-- BEGIN SELECTED PASSAGE --

DDM Operations (Hiro)

Throughput Initiative (Shawn)

  • NetworkMonitoring
  • https://www.usatlas.bnl.gov/dq2/throughput
  • Now there is FTS logging to the DQ2 log page at: http://www.usatlas.bnl.gov/dq2log/dq2log (type in 'fts' and 'id' in the box and search).
  • last week:
    • 3.2 release updates please at all sites
    • Request to preserve historical data
    • Details - available in Jason's FAQ
    • Karthik will send a link
    • Due by next throughput meeting
  • this week:
    • Meeting notes
      
      
    • See notes in email
    • Illinois asymmetry resolved - could have been an update to a switch.
    • Goal was to get all perfsonar's updated to 3.2; good progress - issues with SLAC (has alternative version for local security)
    • NET2 had one box down for a while
    • All other sites are updated
    • Question about version at BNL
    • Want Nagios plugins extended to show version

Site news and issues (all sites)

  • T1:
    • last week(s): will be adding 1300 TB of disk; installation is ready and will be handed over to dcache group to integrate into the dcache system by next week. CREAM investigations are continuing. LCG made an announcement to the user community that we'll deprecate the existing CE by the end of the year. Urging sites to convert. Have discussed with OSG on behalf of US ATLAS and US CMS - Alain Roy is working on this, will be ready soon. Submission and Condor batch backend sites will need to be tested. Preliminary results looked good to a single site, but CMS found problems with submission to multiple sites. Plan is to submit 10K jobs from BNL submit host to 1000 slots at UW, to validate readiness (Xin). Note: no end of support for the current OSG gatekeeper, GT2-based.

-- END SELECTED PASSAGE --

TASKS AND EXERCISES →
A - According to the meeting notes, how much disk will the T1 site be adding?
B - Write the next part of the meeting notes, picking up after their last line.

-- BEGIN MATERIAL SHOWN --

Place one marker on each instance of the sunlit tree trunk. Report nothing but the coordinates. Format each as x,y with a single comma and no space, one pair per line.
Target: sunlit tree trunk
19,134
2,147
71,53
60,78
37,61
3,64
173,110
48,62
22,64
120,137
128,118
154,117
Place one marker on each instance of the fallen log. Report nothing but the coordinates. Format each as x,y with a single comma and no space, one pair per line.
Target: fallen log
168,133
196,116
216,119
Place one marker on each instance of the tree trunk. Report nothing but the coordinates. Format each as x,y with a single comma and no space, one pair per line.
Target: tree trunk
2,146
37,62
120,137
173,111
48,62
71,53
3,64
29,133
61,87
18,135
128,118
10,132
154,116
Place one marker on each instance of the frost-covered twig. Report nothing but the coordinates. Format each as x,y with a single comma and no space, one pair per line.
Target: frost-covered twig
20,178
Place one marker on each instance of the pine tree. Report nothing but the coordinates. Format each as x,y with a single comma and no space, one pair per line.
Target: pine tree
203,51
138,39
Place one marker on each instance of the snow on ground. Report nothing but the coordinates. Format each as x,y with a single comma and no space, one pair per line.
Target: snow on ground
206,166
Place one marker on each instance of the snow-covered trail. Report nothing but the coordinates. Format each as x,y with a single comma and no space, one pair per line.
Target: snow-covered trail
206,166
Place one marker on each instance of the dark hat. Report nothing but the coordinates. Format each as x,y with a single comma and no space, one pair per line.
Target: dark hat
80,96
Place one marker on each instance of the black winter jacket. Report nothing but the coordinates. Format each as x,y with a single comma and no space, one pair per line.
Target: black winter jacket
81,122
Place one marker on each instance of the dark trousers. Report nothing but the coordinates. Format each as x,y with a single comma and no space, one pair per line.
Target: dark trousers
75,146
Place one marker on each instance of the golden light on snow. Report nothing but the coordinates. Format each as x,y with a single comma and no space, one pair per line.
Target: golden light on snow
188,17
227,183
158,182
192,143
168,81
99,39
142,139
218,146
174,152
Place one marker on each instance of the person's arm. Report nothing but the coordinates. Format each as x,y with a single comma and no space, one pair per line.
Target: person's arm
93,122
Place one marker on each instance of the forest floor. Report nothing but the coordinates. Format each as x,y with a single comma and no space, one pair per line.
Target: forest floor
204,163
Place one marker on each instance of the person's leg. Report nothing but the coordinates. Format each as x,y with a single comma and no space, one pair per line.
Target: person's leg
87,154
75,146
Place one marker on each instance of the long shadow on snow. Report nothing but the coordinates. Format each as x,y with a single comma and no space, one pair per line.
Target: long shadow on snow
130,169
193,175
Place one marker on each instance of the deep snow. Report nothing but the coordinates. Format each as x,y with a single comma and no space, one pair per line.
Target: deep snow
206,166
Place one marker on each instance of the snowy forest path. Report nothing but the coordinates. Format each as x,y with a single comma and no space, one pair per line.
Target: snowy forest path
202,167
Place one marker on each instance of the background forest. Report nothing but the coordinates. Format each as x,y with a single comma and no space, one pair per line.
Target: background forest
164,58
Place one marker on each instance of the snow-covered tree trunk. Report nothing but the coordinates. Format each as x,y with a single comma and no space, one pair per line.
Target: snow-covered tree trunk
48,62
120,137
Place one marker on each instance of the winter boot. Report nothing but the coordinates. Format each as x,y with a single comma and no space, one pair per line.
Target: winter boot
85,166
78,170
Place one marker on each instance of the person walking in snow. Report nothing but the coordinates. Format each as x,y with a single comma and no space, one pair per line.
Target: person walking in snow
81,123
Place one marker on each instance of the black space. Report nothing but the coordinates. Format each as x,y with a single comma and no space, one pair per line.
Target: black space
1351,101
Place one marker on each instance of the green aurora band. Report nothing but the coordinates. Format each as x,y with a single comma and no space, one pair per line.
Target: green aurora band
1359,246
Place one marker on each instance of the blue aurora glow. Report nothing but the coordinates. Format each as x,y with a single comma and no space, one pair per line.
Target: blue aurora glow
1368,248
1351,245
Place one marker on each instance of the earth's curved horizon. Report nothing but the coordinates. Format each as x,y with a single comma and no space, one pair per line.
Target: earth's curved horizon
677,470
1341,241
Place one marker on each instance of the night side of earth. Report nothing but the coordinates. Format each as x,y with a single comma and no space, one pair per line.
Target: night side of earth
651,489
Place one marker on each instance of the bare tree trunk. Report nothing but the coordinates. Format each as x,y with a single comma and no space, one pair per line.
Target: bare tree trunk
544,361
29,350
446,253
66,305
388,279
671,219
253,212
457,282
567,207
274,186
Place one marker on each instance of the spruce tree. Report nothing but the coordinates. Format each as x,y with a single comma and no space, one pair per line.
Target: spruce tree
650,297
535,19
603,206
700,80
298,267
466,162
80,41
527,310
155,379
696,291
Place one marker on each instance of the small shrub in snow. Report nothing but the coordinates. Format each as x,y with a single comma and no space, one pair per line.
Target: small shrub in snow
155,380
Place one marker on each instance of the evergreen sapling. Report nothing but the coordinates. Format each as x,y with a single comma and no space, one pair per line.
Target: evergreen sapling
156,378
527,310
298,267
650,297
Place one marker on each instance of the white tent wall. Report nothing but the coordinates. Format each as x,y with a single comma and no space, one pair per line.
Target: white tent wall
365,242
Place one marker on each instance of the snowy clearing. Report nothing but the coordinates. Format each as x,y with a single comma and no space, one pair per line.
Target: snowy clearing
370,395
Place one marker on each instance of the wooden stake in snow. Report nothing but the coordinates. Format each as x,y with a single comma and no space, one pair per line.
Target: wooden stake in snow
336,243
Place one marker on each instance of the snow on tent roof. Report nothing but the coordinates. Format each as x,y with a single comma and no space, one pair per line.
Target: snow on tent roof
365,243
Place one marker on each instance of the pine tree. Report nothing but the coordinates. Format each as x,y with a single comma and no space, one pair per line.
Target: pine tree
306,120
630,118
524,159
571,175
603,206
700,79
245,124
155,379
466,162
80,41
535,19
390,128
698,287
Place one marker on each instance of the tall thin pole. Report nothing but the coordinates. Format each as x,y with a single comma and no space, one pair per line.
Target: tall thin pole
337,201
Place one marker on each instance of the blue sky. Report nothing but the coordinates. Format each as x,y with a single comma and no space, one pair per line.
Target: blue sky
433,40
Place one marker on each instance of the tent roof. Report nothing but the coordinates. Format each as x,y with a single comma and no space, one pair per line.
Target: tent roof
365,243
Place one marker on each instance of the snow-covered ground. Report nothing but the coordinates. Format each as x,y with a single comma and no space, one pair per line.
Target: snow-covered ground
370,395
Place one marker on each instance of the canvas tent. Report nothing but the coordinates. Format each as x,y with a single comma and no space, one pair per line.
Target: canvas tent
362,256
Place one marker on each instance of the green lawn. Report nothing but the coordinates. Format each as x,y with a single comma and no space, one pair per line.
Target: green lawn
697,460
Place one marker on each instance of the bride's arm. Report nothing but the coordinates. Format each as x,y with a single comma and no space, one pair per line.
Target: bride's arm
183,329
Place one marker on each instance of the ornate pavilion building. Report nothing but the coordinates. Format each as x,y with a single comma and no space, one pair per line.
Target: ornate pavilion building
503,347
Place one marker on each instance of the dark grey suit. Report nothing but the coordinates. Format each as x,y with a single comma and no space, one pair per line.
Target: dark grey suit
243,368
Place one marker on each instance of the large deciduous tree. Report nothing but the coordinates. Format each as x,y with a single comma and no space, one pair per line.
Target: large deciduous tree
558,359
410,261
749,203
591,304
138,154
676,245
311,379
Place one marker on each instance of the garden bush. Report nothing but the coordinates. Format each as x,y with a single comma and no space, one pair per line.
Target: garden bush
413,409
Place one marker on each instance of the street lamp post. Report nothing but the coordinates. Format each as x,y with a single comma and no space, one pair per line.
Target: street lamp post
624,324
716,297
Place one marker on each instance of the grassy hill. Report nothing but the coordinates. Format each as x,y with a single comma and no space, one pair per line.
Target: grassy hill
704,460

-- END MATERIAL SHOWN --

EXPECTED RESULTS →
A - 1300 TB

B -
    • this week: Reprocessing keeping us busy, especially due to the space crunch (dcache adjustments). Looking into purchasing more disk using FY11 funds.

  • AGLT2:
    • last week:Taken delivery of all of the disk trays, under test. Coordinate turning on shelves between the sites. Looking at XFS su & sw sizes as tool to optimize MD1200 performance. At Michigan, two dcache headnodes, 3 each at a site. Expect a shutdown in December. Major network changes, deploy 8024F's. Performance issue with H800 and 3rd MD1200 shelf.
    • this week: Lustre issue - mounted on worker nodes; metadata server, Bob working it. New resources arriving - blade severs arriving. Tom: 64 R410s, all but 10 arrived and racked; setting them up. A little more than doubling the MSU HS.

  • NET2:
    • last week(s): ANALY queue at HU - available to add more analysis jobs. Expect to stay up during the break.
    • this week: Running at full capacity, including HU Westmere nodes. Problems keeping ANALY_HU full, a few

  • MWT2:
    • last week(s): Security mitigation complete. Pool with a bad DIMM and needs a bios update. Running stably.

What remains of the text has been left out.